* **Aim of the exercise**:
In the text on the Technion's microscope resolution method, transcribe the passage from "Now the Technion" up to and including "wavelength of light.", keeping every word and punctuation mark unchanged.

The Technion, Israel’s institute of technology, has once again advanced humanity a few steps further in the quest for knowledge, improving microscope resolution ten-fold:
Haifa’s Technion-Israel Institute of Technology has registered a patent for a new technique that improves tenfold the performance of any type of sophisticated microscope and imaging system without making hardware changes.
Their innovative method substantially improves the resolution – the ability to distinguish between details – of images seen through microscopes.The discovery, which has just been published in the Nature Materials journal, has aroused great interest in the scientific world and industry, being described as a “breakthrough with the potential to change” these fields.“When you look through an optical microscope at an object with features [optical information] smaller than one-half the wavelength of light, you necessarily see a blurred image,” explained Prof. Moti Segev of the Technion’s physics department. “The reason for this is that the information about the structure of very small features does not propagate through space and thus does not reach the eye or the microscope camera.”
Methods exist to achieve a resolution under one-half of the wavelength of light, he said, but they all require point-by-point scanning of the object, meaning that these approaches may be used only for a static object, which does not change during the scan.
Scientists have tried for many years to find algorithms to reconstruct the subwavelength information lost between the object and the microscope camera. But until now, all such attempts were largely unsuccessful. The main reason is that “noise” – random scattering of light, which is inevitable in optical systems – has thus far prevented algorithmic reconstruction of features smaller than one-half the wavelength of light from measurements of the blurred image.
Now the Technion team has presented a breakthrough algorithmic method for improving the resolution of microscopes to considerably under one-half the wavelength of light.

* **Dataset**:
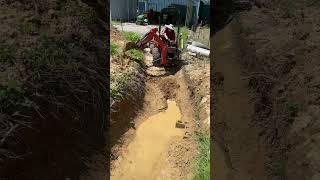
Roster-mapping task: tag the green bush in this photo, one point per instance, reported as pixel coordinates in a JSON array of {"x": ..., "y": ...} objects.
[
  {"x": 6, "y": 54},
  {"x": 50, "y": 52},
  {"x": 203, "y": 159},
  {"x": 132, "y": 36},
  {"x": 114, "y": 49},
  {"x": 13, "y": 97},
  {"x": 118, "y": 84},
  {"x": 135, "y": 54}
]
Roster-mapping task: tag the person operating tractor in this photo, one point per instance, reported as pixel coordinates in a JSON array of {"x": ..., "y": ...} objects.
[{"x": 169, "y": 34}]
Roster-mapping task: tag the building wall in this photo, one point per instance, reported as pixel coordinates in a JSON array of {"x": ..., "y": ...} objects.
[{"x": 124, "y": 10}]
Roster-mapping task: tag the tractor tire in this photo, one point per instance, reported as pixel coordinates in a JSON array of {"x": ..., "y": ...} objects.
[{"x": 156, "y": 56}]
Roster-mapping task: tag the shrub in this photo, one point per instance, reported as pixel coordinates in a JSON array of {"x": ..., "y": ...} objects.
[
  {"x": 131, "y": 36},
  {"x": 135, "y": 54}
]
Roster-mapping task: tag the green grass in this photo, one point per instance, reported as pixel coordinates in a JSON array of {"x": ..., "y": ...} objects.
[
  {"x": 114, "y": 49},
  {"x": 131, "y": 36},
  {"x": 135, "y": 54},
  {"x": 118, "y": 84},
  {"x": 114, "y": 22},
  {"x": 13, "y": 97},
  {"x": 6, "y": 54},
  {"x": 203, "y": 159}
]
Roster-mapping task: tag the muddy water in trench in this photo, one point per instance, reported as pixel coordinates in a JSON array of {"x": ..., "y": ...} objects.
[{"x": 151, "y": 140}]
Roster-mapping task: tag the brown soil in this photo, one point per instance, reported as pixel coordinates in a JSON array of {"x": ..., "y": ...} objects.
[
  {"x": 279, "y": 60},
  {"x": 238, "y": 154},
  {"x": 176, "y": 158},
  {"x": 58, "y": 132}
]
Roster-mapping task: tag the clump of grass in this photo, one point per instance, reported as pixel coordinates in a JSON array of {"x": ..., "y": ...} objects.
[
  {"x": 131, "y": 36},
  {"x": 6, "y": 54},
  {"x": 203, "y": 159},
  {"x": 313, "y": 2},
  {"x": 114, "y": 49},
  {"x": 50, "y": 52},
  {"x": 135, "y": 54},
  {"x": 86, "y": 14},
  {"x": 13, "y": 97},
  {"x": 118, "y": 84}
]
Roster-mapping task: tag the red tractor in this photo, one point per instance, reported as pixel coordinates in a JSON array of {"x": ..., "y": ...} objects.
[{"x": 165, "y": 51}]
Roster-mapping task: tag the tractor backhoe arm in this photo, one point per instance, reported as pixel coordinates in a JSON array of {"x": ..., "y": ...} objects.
[
  {"x": 152, "y": 35},
  {"x": 147, "y": 37}
]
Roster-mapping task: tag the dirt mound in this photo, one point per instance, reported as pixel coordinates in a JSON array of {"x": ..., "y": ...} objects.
[
  {"x": 169, "y": 87},
  {"x": 281, "y": 59},
  {"x": 58, "y": 50}
]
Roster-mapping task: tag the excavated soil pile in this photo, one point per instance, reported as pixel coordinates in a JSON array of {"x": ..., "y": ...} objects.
[
  {"x": 53, "y": 84},
  {"x": 280, "y": 56}
]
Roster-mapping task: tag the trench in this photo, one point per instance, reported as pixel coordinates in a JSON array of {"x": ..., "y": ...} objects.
[
  {"x": 159, "y": 143},
  {"x": 152, "y": 138}
]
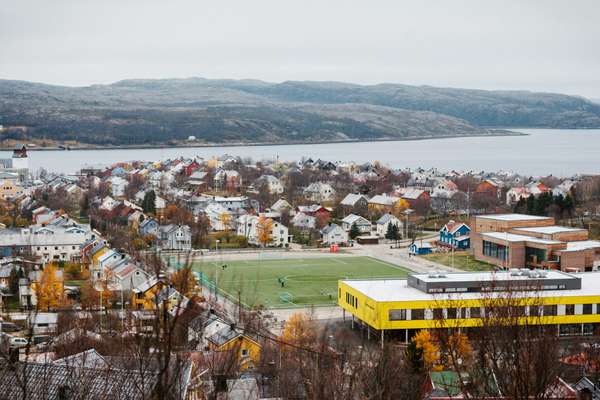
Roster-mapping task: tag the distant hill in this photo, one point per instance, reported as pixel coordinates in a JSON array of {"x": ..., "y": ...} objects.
[{"x": 167, "y": 111}]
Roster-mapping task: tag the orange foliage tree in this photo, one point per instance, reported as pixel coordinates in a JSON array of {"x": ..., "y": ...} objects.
[
  {"x": 431, "y": 351},
  {"x": 264, "y": 229},
  {"x": 49, "y": 289}
]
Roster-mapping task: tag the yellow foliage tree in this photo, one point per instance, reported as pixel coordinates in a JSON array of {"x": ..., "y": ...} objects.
[
  {"x": 225, "y": 220},
  {"x": 399, "y": 207},
  {"x": 264, "y": 229},
  {"x": 49, "y": 290},
  {"x": 185, "y": 282},
  {"x": 460, "y": 348},
  {"x": 431, "y": 351},
  {"x": 299, "y": 330}
]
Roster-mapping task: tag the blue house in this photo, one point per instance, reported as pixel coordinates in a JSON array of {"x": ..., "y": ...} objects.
[
  {"x": 420, "y": 248},
  {"x": 455, "y": 235}
]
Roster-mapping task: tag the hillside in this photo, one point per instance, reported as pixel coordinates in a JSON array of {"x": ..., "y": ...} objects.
[{"x": 146, "y": 112}]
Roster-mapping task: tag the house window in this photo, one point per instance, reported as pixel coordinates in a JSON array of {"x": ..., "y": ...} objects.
[
  {"x": 417, "y": 314},
  {"x": 397, "y": 315},
  {"x": 570, "y": 309},
  {"x": 550, "y": 310}
]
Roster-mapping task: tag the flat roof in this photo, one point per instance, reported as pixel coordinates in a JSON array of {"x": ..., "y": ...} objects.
[
  {"x": 387, "y": 290},
  {"x": 582, "y": 245},
  {"x": 550, "y": 229},
  {"x": 513, "y": 217},
  {"x": 512, "y": 237}
]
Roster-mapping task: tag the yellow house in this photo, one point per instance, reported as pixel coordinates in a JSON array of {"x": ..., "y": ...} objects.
[
  {"x": 144, "y": 297},
  {"x": 10, "y": 189},
  {"x": 571, "y": 303},
  {"x": 230, "y": 339}
]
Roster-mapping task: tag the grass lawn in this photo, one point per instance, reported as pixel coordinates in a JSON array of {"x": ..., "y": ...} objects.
[
  {"x": 308, "y": 281},
  {"x": 462, "y": 260}
]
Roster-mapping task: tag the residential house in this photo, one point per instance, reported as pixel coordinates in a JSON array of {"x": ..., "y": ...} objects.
[
  {"x": 355, "y": 203},
  {"x": 334, "y": 234},
  {"x": 118, "y": 186},
  {"x": 248, "y": 226},
  {"x": 272, "y": 183},
  {"x": 304, "y": 221},
  {"x": 175, "y": 237},
  {"x": 319, "y": 192},
  {"x": 281, "y": 205},
  {"x": 363, "y": 224},
  {"x": 420, "y": 248},
  {"x": 227, "y": 179},
  {"x": 455, "y": 235},
  {"x": 382, "y": 203},
  {"x": 149, "y": 226},
  {"x": 386, "y": 220}
]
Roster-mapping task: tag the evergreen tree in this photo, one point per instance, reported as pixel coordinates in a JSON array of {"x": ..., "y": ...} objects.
[
  {"x": 354, "y": 232},
  {"x": 389, "y": 233},
  {"x": 396, "y": 232},
  {"x": 530, "y": 204},
  {"x": 148, "y": 204}
]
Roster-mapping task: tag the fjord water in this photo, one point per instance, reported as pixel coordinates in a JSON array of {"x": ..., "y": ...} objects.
[{"x": 561, "y": 152}]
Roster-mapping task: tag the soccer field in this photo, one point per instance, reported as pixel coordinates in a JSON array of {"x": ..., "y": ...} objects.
[{"x": 307, "y": 281}]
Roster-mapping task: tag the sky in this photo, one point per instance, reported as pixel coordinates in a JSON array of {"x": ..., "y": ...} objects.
[{"x": 543, "y": 45}]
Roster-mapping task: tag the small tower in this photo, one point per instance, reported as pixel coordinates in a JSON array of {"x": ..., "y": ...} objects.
[{"x": 20, "y": 159}]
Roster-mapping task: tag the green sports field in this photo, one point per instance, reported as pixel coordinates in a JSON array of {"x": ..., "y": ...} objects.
[{"x": 308, "y": 281}]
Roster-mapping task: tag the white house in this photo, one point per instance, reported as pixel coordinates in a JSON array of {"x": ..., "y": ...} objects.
[
  {"x": 385, "y": 220},
  {"x": 175, "y": 237},
  {"x": 248, "y": 226},
  {"x": 304, "y": 221},
  {"x": 363, "y": 224},
  {"x": 334, "y": 234},
  {"x": 118, "y": 186},
  {"x": 272, "y": 183},
  {"x": 319, "y": 192}
]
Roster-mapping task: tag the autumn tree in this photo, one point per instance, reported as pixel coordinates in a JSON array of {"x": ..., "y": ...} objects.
[
  {"x": 184, "y": 281},
  {"x": 424, "y": 342},
  {"x": 354, "y": 231},
  {"x": 399, "y": 207},
  {"x": 299, "y": 330},
  {"x": 225, "y": 220},
  {"x": 148, "y": 204},
  {"x": 49, "y": 288},
  {"x": 264, "y": 230}
]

* **Task answer**:
Now the Technion team has presented a breakthrough algorithmic method for improving the resolution of microscopes to considerably under one-half the wavelength of light.